-- begin AVAILABLE DATA --

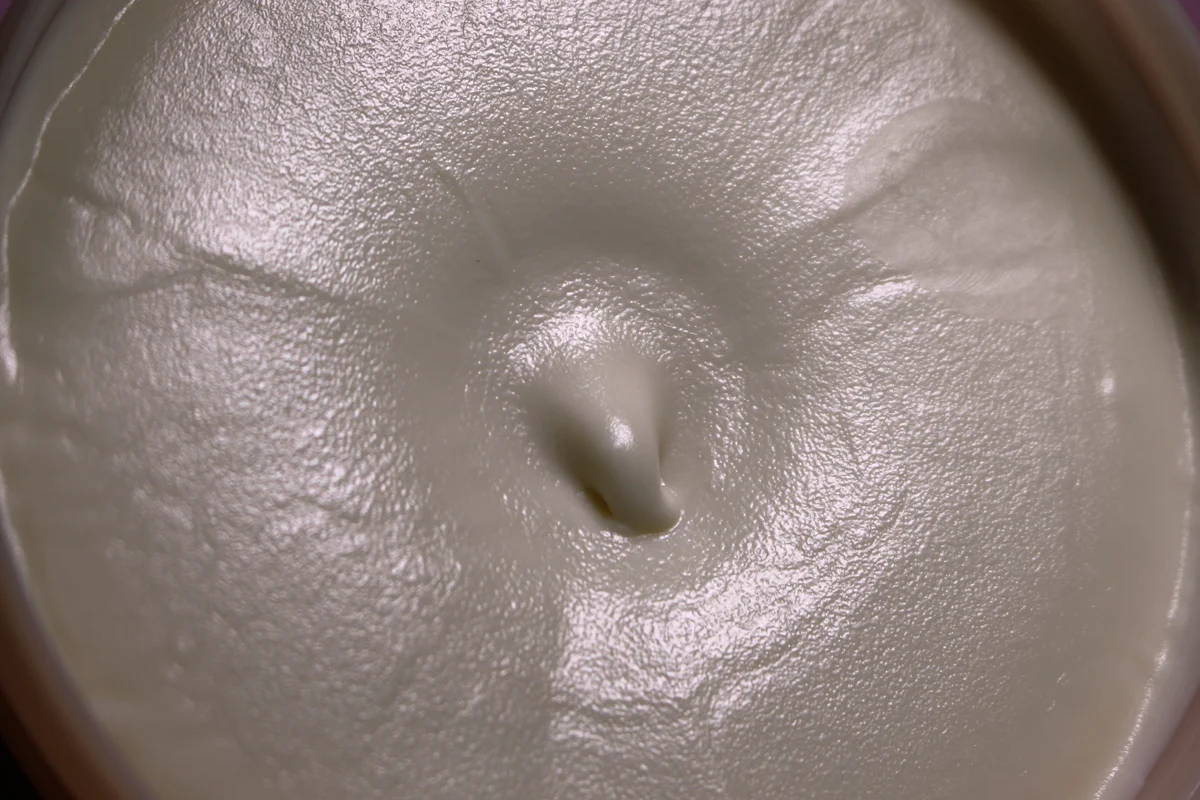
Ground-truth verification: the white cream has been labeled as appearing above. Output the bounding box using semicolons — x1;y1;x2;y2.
0;0;1200;800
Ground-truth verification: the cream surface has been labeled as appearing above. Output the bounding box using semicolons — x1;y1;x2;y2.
0;0;1200;800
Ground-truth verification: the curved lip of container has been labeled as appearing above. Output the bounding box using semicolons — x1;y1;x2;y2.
0;0;1200;800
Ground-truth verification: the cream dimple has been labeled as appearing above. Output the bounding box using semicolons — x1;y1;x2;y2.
0;0;1192;800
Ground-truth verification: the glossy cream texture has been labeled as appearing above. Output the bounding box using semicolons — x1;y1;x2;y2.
0;0;1198;800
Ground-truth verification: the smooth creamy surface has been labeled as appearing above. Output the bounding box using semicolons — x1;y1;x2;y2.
0;0;1200;800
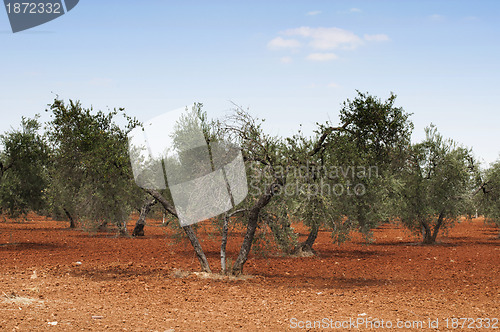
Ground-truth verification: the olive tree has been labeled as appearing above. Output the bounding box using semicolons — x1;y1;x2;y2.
400;125;475;244
0;117;49;216
479;160;500;237
46;99;144;234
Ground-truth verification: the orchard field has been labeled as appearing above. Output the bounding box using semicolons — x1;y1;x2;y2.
0;214;500;331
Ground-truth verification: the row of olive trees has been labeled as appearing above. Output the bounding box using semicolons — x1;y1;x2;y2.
0;92;500;274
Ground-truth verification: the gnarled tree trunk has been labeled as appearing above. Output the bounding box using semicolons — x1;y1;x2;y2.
132;198;157;236
232;183;280;275
146;189;211;273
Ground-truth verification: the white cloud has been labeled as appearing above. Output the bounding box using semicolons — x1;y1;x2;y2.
306;53;338;61
465;16;479;21
364;33;391;42
284;27;363;50
307;10;321;16
87;77;113;88
429;14;444;21
280;56;293;63
267;37;301;49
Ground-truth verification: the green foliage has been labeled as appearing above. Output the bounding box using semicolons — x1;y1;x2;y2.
400;125;475;243
0;117;49;217
479;160;500;227
319;91;413;239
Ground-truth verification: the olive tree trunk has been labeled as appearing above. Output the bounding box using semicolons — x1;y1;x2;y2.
132;198;157;236
232;183;279;275
146;189;211;273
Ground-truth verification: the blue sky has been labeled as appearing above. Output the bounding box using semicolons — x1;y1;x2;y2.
0;0;500;164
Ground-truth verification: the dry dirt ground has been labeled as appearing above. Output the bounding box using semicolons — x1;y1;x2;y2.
0;216;500;331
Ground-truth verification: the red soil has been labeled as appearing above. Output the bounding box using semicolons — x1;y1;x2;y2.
0;216;500;331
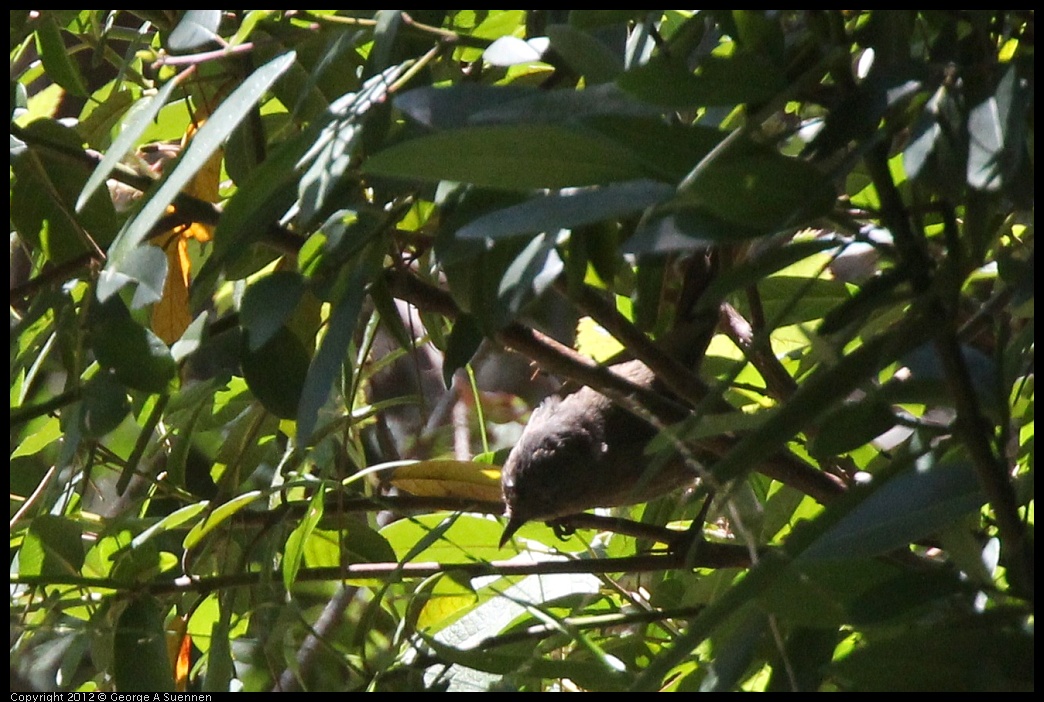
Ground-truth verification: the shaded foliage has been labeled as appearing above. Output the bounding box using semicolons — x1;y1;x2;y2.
10;10;1035;692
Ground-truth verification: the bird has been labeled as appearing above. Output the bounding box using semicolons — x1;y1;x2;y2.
500;360;696;547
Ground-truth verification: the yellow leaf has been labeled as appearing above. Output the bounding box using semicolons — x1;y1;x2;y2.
389;461;500;502
576;317;623;364
152;122;223;344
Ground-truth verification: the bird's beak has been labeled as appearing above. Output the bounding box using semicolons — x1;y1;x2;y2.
500;515;525;548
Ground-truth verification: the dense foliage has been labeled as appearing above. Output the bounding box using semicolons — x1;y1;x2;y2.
10;9;1034;692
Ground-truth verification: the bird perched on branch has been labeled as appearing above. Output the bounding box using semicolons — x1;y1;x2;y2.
500;360;696;545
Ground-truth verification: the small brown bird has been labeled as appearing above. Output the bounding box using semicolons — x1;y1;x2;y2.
500;360;696;545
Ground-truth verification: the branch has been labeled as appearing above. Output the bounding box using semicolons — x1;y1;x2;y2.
385;270;846;504
10;542;751;595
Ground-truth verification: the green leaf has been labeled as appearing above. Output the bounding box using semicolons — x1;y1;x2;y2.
76;80;179;212
699;238;837;309
616;51;787;109
113;595;174;693
240;325;311;419
363;124;650;190
91;297;177;393
105;51;296;284
394;83;538;130
37;14;88;97
10;119;119;263
569;9;649;30
298;66;403;227
457;181;674;239
78;373;131;439
283;489;326;591
443;314;485;388
968;66;1024;191
182;490;264;548
239;271;305;352
19;514;85;577
810;398;896;455
167;9;221;53
678;142;835;234
801;460;986;561
547;24;623;85
296;248;383;446
712;305;943;493
829;610;1036;694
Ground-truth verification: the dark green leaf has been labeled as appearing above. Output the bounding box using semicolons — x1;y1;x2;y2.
457;181;674;239
167;9;221;53
239;271;305;353
699;238;837;306
801;460;986;561
569;9;650;30
79;373;131;439
298;66;402;227
622;210;763;254
395;83;538;130
363;124;649;190
105;51;296;271
19;514;85;577
76;80;177;212
113;595;174;694
547;24;623;85
295;249;383;446
241;325;311;419
712;308;943;493
91;296;177;393
810;398;896;455
830;610;1036;693
37;14;88;97
680;142;835;234
10;119;119;263
443;314;484;388
617;51;787;109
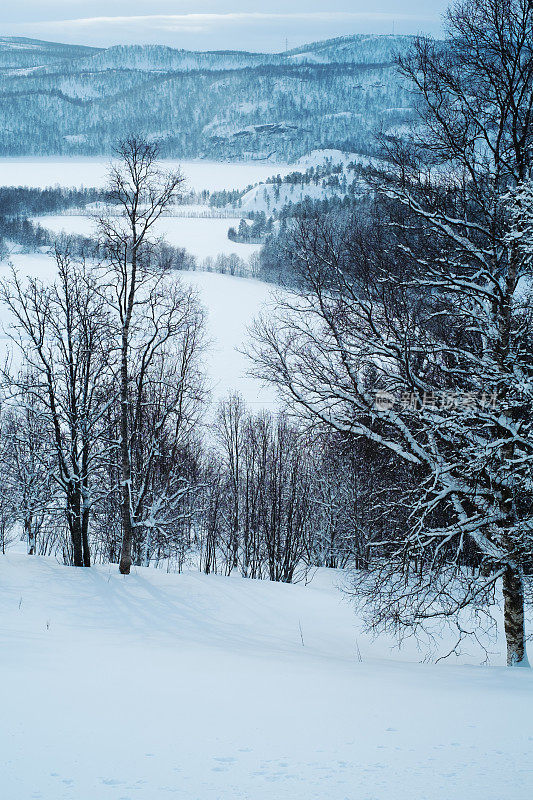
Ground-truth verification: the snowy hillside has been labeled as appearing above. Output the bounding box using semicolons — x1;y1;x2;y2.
0;554;533;800
0;36;414;161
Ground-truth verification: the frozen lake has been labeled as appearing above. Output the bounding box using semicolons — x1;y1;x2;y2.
33;214;261;263
0;252;279;411
0;156;294;191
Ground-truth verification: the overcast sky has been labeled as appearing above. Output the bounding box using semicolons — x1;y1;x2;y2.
0;0;448;52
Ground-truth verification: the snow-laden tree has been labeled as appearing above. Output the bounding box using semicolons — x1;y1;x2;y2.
99;137;202;574
249;0;533;665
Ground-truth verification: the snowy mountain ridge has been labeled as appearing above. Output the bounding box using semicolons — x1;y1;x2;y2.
0;35;413;161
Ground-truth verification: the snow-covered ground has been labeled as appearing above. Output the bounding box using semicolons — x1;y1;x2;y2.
0;554;533;800
0;252;278;411
0;156;294;192
32;214;261;263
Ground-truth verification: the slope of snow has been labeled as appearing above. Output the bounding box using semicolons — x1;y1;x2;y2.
0;554;533;800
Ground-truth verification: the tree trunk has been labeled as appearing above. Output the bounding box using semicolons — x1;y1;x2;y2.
81;508;91;567
69;514;83;567
119;325;133;575
503;566;529;667
24;519;37;556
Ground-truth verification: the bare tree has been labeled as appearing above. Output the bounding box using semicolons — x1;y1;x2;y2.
95;137;201;574
249;0;533;665
0;251;110;567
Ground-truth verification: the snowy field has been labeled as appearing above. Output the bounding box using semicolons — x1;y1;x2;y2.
0;156;294;192
0;253;278;411
0;554;533;800
32;214;261;262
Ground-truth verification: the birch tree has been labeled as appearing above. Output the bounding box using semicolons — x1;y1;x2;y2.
99;137;201;575
0;251;109;567
250;0;533;666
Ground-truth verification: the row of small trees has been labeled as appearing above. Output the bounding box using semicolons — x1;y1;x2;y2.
249;0;533;665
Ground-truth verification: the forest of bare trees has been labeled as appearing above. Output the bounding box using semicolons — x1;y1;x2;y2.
0;0;533;666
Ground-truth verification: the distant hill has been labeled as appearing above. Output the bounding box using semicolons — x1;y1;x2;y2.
0;35;420;160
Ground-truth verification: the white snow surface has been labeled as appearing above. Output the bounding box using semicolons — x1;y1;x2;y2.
0;156;294;192
32;214;261;262
0;553;533;800
0;252;279;412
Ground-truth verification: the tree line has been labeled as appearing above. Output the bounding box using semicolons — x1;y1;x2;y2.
1;0;533;666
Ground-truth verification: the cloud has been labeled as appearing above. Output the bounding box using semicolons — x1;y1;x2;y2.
6;8;438;50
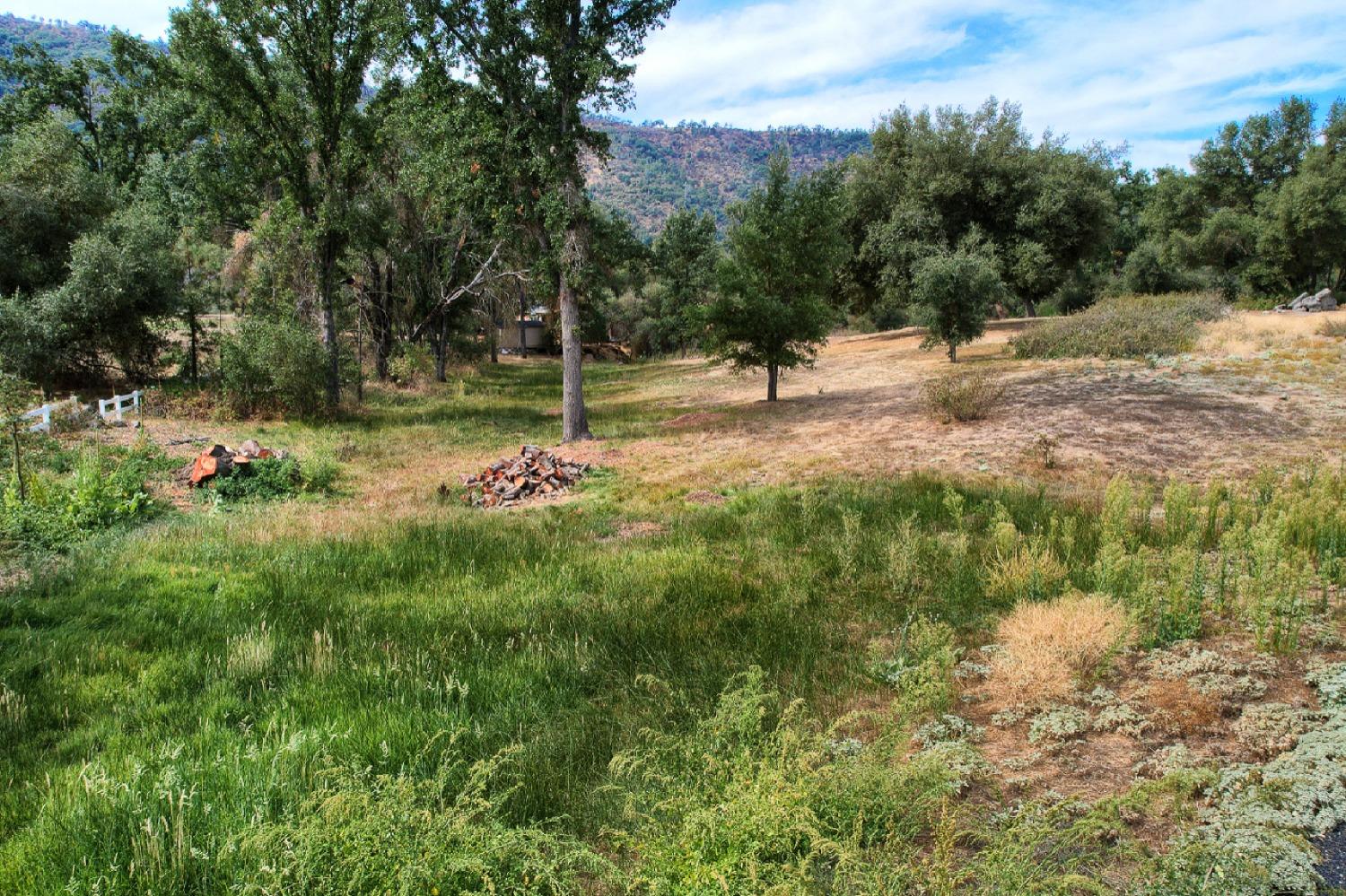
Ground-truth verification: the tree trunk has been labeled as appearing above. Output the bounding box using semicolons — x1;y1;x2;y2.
486;298;505;365
435;311;449;382
519;280;528;358
369;261;393;382
560;169;594;441
188;311;201;387
10;420;29;502
560;276;594;441
319;233;341;411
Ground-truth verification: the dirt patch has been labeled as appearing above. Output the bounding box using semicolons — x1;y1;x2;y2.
598;312;1346;490
664;411;724;430
599;519;668;543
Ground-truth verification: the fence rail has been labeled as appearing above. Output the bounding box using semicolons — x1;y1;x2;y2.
22;389;144;432
99;389;140;422
23;396;80;432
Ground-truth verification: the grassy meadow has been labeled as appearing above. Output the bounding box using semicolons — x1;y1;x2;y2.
0;331;1346;896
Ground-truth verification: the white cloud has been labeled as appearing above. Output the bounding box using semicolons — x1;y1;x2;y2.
637;0;1346;166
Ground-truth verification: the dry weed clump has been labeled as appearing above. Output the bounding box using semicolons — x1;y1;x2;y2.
1318;318;1346;339
921;370;1006;424
1146;681;1222;739
987;594;1128;707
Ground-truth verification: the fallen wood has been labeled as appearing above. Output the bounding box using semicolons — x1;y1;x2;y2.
458;446;590;508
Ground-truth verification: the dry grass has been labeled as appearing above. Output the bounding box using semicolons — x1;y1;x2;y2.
987;594;1127;707
1197;312;1333;358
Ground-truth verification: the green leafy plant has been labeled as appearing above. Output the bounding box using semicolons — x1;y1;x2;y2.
210;457;304;503
1011;295;1228;358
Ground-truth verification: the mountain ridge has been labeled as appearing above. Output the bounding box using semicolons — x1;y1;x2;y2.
0;13;870;237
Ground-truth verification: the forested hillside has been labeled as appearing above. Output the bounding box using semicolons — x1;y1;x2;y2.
0;13;116;62
0;13;870;237
587;121;870;234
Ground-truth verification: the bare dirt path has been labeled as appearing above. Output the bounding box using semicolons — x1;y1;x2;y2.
568;314;1346;487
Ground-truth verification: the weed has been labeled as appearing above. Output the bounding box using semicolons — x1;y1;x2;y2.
1031;432;1061;470
1318;318;1346;339
1028;707;1090;745
0;439;161;551
210;457;304;503
1012;295;1228;358
987;594;1127;707
1146;681;1222;739
1233;704;1310;759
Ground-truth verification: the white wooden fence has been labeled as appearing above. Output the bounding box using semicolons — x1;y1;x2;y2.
23;396;80;432
23;389;144;432
99;389;140;422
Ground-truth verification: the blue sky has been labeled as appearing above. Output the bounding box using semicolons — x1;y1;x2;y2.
10;0;1346;167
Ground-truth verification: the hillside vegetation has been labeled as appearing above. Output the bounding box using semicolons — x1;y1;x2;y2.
586;120;870;236
0;13;108;62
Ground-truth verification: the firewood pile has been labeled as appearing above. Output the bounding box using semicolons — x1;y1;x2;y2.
177;439;285;487
463;446;590;508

-- end AVAILABLE DATA --

**PROBLEM TO WORK ON**
Render the lines starting with the one that contains "Ground-truth verification: the slope" and going on through the one that contains "250;0;533;666" as a JSON list of strings, one string per line, with blank lines left out.

**SOLUTION BELOW**
[
  "Ground-truth verification: the slope of snow has been labeled as appearing above. Output the bounding box using semicolons — x1;y1;x2;y2.",
  "0;554;533;800",
  "Ground-truth verification: the tree trunk has been labeled as appearing above. Output the bounding box using semicolons — x1;y1;x2;y2.",
  "81;508;91;567",
  "69;514;83;567",
  "119;325;133;575",
  "503;566;529;667",
  "24;519;37;556",
  "Ground-truth verification: the bare tree has been labeled as appearing above. Output the bounding box using semicolons — x1;y1;x2;y2.",
  "95;137;201;574",
  "249;0;533;665",
  "0;251;110;567",
  "Ground-truth verification: the snowy field has been labeled as appearing above. Output the bounding box using semicolons — x1;y1;x2;y2.",
  "0;156;294;192",
  "0;253;278;411",
  "0;554;533;800",
  "32;214;261;262",
  "Ground-truth verification: the birch tree has been labeled as appearing above. Output the bounding box using semicolons — x1;y1;x2;y2.",
  "99;137;201;575",
  "0;251;109;567",
  "250;0;533;666"
]